### SET PROBLEM
Copy the rows below verbatim, starting with the line that contains "I'm trying to find the snow-covered" and continuing through the last line of the rows.

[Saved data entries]
◆ ◆ ◆ ◆

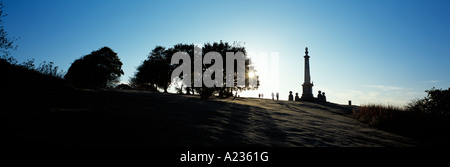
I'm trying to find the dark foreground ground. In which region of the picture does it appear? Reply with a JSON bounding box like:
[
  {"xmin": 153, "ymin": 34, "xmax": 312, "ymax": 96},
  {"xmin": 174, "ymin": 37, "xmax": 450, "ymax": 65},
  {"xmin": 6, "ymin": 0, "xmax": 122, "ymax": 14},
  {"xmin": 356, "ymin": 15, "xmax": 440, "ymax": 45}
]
[{"xmin": 0, "ymin": 90, "xmax": 415, "ymax": 147}]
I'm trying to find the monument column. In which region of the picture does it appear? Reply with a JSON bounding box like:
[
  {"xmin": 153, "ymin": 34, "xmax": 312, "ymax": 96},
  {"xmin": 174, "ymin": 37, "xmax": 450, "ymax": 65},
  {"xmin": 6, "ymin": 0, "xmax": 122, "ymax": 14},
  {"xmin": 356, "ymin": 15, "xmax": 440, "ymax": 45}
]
[{"xmin": 301, "ymin": 47, "xmax": 314, "ymax": 100}]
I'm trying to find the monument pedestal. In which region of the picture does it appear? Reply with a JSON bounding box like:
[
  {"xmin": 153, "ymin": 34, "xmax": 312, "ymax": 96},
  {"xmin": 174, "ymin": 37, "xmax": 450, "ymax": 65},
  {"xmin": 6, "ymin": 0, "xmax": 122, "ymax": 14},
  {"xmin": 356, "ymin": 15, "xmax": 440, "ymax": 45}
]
[{"xmin": 301, "ymin": 47, "xmax": 314, "ymax": 101}]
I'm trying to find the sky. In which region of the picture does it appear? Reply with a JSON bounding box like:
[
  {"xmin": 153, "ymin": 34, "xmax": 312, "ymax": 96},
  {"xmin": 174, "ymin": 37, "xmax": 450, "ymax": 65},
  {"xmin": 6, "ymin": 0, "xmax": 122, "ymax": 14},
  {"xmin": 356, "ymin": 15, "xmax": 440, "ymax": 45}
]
[{"xmin": 2, "ymin": 0, "xmax": 450, "ymax": 105}]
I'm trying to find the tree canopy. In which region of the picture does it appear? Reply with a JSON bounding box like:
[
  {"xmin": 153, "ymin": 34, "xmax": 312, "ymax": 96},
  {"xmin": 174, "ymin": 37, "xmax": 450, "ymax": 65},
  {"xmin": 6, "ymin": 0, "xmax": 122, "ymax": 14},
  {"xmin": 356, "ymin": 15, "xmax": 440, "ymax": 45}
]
[{"xmin": 64, "ymin": 47, "xmax": 124, "ymax": 88}]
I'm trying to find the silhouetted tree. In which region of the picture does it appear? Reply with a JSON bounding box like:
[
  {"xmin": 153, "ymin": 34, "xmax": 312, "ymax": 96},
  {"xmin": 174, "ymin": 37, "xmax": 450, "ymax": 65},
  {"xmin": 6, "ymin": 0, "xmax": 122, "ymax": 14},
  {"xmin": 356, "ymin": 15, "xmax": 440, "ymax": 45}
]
[
  {"xmin": 0, "ymin": 1, "xmax": 17, "ymax": 58},
  {"xmin": 132, "ymin": 46, "xmax": 173, "ymax": 92},
  {"xmin": 407, "ymin": 87, "xmax": 450, "ymax": 118},
  {"xmin": 195, "ymin": 41, "xmax": 259, "ymax": 99},
  {"xmin": 65, "ymin": 47, "xmax": 123, "ymax": 88}
]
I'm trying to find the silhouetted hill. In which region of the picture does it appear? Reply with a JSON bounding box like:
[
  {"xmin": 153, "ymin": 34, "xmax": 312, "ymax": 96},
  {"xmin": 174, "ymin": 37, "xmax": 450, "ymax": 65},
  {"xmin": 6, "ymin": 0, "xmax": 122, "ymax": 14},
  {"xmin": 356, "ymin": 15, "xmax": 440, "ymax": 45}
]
[
  {"xmin": 0, "ymin": 59, "xmax": 68, "ymax": 90},
  {"xmin": 0, "ymin": 89, "xmax": 415, "ymax": 147}
]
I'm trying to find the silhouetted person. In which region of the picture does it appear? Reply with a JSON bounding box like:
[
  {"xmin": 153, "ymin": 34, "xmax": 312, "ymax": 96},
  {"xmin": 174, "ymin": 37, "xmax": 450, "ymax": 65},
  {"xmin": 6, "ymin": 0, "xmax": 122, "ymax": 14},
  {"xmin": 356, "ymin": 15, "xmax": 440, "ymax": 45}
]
[
  {"xmin": 288, "ymin": 91, "xmax": 294, "ymax": 101},
  {"xmin": 317, "ymin": 90, "xmax": 322, "ymax": 101}
]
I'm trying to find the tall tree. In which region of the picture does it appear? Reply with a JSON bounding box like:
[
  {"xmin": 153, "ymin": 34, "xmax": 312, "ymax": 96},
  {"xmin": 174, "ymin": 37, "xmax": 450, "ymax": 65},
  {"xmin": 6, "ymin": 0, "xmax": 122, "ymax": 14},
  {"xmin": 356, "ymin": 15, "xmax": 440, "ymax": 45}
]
[
  {"xmin": 0, "ymin": 1, "xmax": 17, "ymax": 58},
  {"xmin": 132, "ymin": 46, "xmax": 173, "ymax": 92},
  {"xmin": 174, "ymin": 41, "xmax": 259, "ymax": 99},
  {"xmin": 64, "ymin": 47, "xmax": 123, "ymax": 88}
]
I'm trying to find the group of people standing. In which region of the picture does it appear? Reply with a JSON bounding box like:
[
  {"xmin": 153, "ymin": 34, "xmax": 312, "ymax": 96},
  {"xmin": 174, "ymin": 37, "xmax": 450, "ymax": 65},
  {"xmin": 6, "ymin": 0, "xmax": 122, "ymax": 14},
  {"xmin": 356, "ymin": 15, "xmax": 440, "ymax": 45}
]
[
  {"xmin": 258, "ymin": 92, "xmax": 280, "ymax": 100},
  {"xmin": 258, "ymin": 90, "xmax": 327, "ymax": 102}
]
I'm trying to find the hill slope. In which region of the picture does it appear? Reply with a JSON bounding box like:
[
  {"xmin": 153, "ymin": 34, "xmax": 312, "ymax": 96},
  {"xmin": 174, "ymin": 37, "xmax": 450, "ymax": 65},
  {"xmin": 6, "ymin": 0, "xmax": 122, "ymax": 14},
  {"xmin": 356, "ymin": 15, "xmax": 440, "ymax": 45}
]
[{"xmin": 1, "ymin": 89, "xmax": 414, "ymax": 147}]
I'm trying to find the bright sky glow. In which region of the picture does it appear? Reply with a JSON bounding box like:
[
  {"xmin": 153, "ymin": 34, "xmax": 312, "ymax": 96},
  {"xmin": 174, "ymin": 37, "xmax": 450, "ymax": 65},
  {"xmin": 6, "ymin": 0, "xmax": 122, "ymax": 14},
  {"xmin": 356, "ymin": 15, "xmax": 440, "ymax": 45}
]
[{"xmin": 3, "ymin": 0, "xmax": 450, "ymax": 105}]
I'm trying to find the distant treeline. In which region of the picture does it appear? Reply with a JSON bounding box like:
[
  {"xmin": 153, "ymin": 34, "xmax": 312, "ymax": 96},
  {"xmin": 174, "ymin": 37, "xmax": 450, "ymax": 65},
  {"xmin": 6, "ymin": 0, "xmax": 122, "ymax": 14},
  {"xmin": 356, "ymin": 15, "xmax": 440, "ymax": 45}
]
[
  {"xmin": 1, "ymin": 41, "xmax": 259, "ymax": 99},
  {"xmin": 353, "ymin": 88, "xmax": 450, "ymax": 146}
]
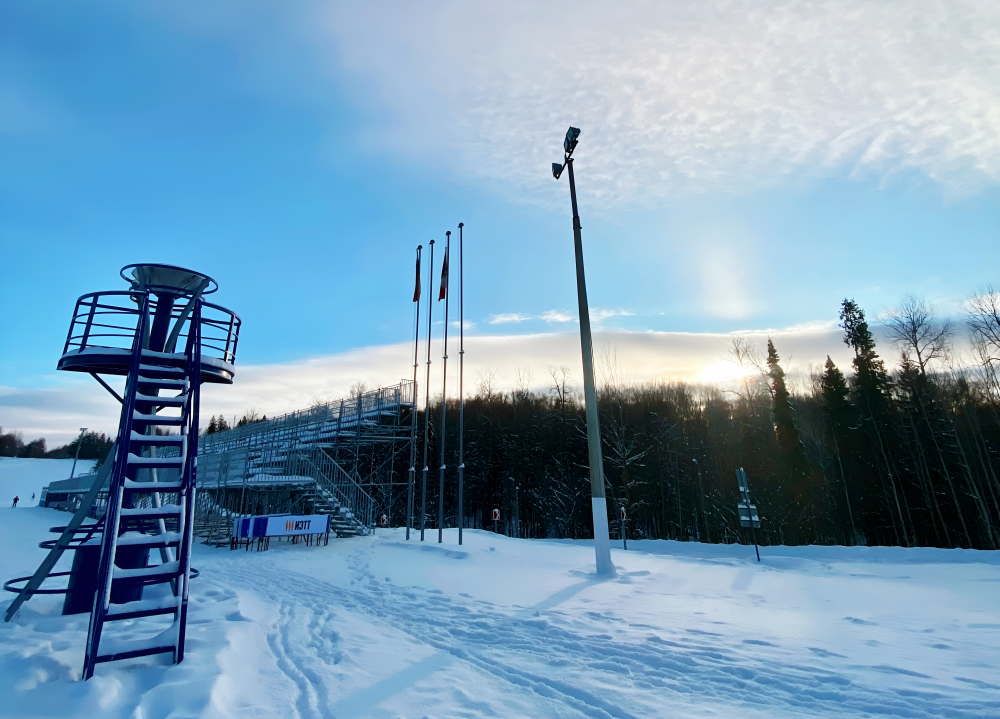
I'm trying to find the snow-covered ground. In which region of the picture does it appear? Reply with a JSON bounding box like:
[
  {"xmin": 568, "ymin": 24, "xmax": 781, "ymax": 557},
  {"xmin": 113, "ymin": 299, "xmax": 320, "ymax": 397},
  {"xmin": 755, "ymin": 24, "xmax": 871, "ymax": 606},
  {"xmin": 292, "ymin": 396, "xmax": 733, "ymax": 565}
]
[
  {"xmin": 0, "ymin": 508, "xmax": 1000, "ymax": 719},
  {"xmin": 0, "ymin": 457, "xmax": 97, "ymax": 507}
]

◆ ◆ ◆ ◆

### SOLUTION
I'm trying to find the snow-covered ground. In which region of the picture does it appear? Reply with a JSON bounding box like:
[
  {"xmin": 568, "ymin": 24, "xmax": 781, "ymax": 557},
  {"xmin": 113, "ymin": 299, "xmax": 320, "ymax": 397},
  {"xmin": 755, "ymin": 24, "xmax": 871, "ymax": 606},
  {"xmin": 292, "ymin": 396, "xmax": 733, "ymax": 565}
]
[
  {"xmin": 0, "ymin": 508, "xmax": 1000, "ymax": 719},
  {"xmin": 0, "ymin": 457, "xmax": 97, "ymax": 507}
]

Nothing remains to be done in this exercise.